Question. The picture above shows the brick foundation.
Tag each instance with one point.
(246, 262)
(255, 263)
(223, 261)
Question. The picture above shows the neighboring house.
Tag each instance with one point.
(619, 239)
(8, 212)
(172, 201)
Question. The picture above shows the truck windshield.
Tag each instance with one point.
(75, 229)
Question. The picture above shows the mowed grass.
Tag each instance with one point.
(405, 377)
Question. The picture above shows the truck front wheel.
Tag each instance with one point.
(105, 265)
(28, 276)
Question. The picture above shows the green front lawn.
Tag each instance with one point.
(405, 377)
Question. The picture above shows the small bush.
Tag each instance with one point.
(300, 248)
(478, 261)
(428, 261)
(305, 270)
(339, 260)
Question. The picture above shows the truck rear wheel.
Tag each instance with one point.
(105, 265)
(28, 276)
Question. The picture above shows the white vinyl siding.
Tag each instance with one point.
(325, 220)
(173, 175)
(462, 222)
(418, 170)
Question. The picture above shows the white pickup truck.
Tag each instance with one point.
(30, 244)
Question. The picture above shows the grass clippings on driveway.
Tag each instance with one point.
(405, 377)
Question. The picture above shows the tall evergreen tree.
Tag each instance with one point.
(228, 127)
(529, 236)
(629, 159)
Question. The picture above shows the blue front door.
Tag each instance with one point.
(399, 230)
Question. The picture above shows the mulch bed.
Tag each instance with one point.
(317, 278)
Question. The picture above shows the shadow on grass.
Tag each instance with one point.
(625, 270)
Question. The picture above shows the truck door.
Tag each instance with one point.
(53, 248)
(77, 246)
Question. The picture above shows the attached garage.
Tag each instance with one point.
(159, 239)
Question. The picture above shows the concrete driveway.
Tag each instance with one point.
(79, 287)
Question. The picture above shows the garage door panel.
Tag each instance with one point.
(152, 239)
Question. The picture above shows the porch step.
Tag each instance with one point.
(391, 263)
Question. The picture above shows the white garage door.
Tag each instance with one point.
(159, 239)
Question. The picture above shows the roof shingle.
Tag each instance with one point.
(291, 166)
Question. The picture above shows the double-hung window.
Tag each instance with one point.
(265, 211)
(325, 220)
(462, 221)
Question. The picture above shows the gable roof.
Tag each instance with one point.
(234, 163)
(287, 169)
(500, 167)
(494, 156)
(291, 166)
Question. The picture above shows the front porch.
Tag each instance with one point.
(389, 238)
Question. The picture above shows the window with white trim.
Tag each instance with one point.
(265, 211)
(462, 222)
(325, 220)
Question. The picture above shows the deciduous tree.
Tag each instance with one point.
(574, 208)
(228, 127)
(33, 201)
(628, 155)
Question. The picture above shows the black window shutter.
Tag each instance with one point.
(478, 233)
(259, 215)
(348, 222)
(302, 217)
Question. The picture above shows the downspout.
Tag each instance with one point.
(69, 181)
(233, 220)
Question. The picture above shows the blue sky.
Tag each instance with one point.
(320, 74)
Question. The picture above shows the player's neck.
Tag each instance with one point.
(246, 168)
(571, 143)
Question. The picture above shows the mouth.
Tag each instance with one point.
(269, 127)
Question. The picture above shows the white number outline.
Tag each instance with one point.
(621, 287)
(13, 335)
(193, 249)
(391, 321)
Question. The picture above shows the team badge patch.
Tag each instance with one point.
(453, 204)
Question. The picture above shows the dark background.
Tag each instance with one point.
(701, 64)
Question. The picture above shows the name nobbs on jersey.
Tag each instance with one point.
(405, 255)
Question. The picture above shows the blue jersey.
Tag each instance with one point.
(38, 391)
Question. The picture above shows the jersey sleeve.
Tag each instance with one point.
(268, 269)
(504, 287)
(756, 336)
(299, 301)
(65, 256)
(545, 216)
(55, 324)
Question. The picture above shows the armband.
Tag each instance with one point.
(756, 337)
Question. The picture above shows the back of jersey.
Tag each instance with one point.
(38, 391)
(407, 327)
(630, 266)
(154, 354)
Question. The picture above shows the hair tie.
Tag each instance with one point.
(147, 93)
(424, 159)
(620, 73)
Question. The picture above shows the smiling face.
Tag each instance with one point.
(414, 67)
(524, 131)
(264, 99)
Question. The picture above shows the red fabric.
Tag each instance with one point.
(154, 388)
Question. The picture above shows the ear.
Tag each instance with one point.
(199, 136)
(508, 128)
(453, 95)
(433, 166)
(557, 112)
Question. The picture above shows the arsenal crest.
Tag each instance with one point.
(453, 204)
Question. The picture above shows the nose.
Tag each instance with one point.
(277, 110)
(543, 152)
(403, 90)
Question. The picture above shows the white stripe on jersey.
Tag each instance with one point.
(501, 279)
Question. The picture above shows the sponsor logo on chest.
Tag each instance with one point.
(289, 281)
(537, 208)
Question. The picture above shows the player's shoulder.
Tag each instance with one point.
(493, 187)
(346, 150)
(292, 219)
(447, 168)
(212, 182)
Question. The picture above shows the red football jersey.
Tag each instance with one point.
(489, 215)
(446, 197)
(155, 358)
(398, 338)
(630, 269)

» **WHAT TO DO**:
Could you give the listing above again, switching "Tag each instance" to "Mark every instance" wherever it occurs and keeping everything else the same?

» **SOLUTION BELOW**:
Question. The picture above shows the brick foundation.
Mark every instance with one point.
(246, 262)
(255, 263)
(223, 261)
Question. The picture above shows the neighboring house.
Mark every instance with one point.
(619, 239)
(8, 212)
(172, 201)
Question. The picture above shows the truck windshield.
Mark every instance with one point.
(75, 229)
Question. The picture above shows the mowed grass.
Mark every instance with one point.
(405, 377)
Question. The picture above shows the truck front wheel.
Mark every instance with one point.
(105, 265)
(28, 276)
Question. The picture above shows the green front lawn.
Mark every instance with one point.
(405, 377)
Question. The picture above shows the small bush.
Mark every instance with one point.
(300, 248)
(478, 261)
(428, 261)
(305, 270)
(339, 260)
Question. The picture above shows the truck rear wheel.
Mark every instance with one point.
(105, 265)
(28, 276)
Question. The picture above shows the white vinyl siding.
Mark every instance with one point.
(325, 220)
(173, 175)
(462, 222)
(418, 170)
Question. The picture above shows the white pickup truck.
Mark every instance with one point.
(30, 244)
Question. The picture above shows the grass clippings on driveway.
Mark every instance with one point.
(405, 377)
Question. The picture above shows the tall evergreen tree.
Mark every instance with one point.
(228, 127)
(529, 236)
(629, 159)
Question. The picture above shows the blue front door.
Mark every instance with one point.
(399, 230)
Question. The picture above shows the mulch bed.
Mark every instance with one point.
(317, 278)
Question. The picture above shows the shadow on grass.
Mark every instance with one point.
(625, 270)
Question. The picture above shows the truck door.
Mark every instance with one point.
(53, 248)
(77, 246)
Question. The picture above shows the attached garage.
Mark every instance with one point.
(159, 239)
Question. The picture above shows the concrete driveway.
Mark every instance with one point.
(79, 287)
Question. The picture above shows the garage door panel.
Mark every instance with one point.
(152, 239)
Question. The picture above shows the porch step.
Mark every instance with one point.
(391, 263)
Question. The picture above shows the white garage door.
Mark every instance with one point.
(159, 239)
Question. The picture above shows the roof shingle.
Mark every instance with one point.
(291, 166)
Question. The picture above shows the double-hung window.
Mark every instance with one point.
(265, 211)
(325, 220)
(462, 221)
Question. The picture above shows the gable roof.
Mark every instance with one point.
(234, 163)
(287, 169)
(500, 167)
(494, 156)
(291, 166)
Question. The picture above shows the front porch.
Mark every instance with one point.
(389, 238)
Question. The picture above shows the window with white trim.
Mark every instance with one point.
(265, 211)
(462, 222)
(325, 220)
Question. The picture above shows the deciduous tree.
Mark every instance with one point.
(574, 208)
(228, 127)
(33, 201)
(628, 155)
Question. The picture above shows the black window shutter.
Mark every instance with one point.
(478, 233)
(259, 215)
(348, 222)
(302, 217)
Question. The picture above shows the downspout.
Mark every instance with one point.
(69, 181)
(233, 220)
Question. The picture above shows the blue sky.
Mark every instance with one point.
(320, 74)
Question. The picture above shows the player's neck.
Mark every instance with one point.
(246, 168)
(571, 143)
Question. The picture above shows the mouth.
Mark every instance with one point.
(269, 127)
Question. The picture above shows the white number outline.
Mark every instance with one point.
(621, 287)
(13, 335)
(193, 249)
(391, 321)
Question. The picture above shows the team badge patch.
Mark every instance with one point.
(453, 204)
Question. The picture above shows the dark background.
Mark every instance with one point.
(701, 64)
Question. The picture above shows the name nobbs on jersey.
Mark every instance with one point.
(405, 255)
Question. The picture above shows the blue jersey.
Mark every instance with one point.
(38, 391)
Question. The picture above shows the jersey sleeve.
Mark every instance with one point.
(268, 269)
(504, 287)
(756, 336)
(299, 301)
(65, 256)
(545, 216)
(55, 324)
Question. The picture above shows the armband.
Mark every instance with one point.
(756, 337)
Question. The picture above shows the back of jersey.
Mark every instance with one point.
(38, 391)
(407, 327)
(630, 266)
(154, 354)
Question. The picture above shows the hair tie.
Mark every instance with one point.
(147, 93)
(424, 159)
(620, 73)
Question. The picture above shows the smiling face.
Mark every instance with one point.
(414, 67)
(524, 131)
(264, 99)
Question. The picture above shows the red fabric.
Mark every instance with one point.
(154, 388)
Question. The picture above shows the ear.
Mark every instance with one point.
(199, 136)
(508, 128)
(453, 95)
(433, 166)
(557, 112)
Question. The picture above shows the arsenal crest.
Mark every instance with one point.
(453, 204)
Question. The picture above shows the nose.
Mark every instance with one point.
(277, 110)
(543, 152)
(403, 90)
Question. The picture above shows the white stripe on jersey.
Mark every instance with one point.
(501, 279)
Question. The picture above shows the sponsor logo on chest.
Mark every instance with one point.
(289, 281)
(537, 208)
Question. The picture above shows the player's shoulder.
Mark every instance with one point.
(493, 187)
(346, 150)
(292, 219)
(447, 168)
(212, 182)
Question. The picture above shows the red football jersey.
Mark every instance with one point.
(489, 215)
(446, 197)
(155, 358)
(398, 338)
(630, 269)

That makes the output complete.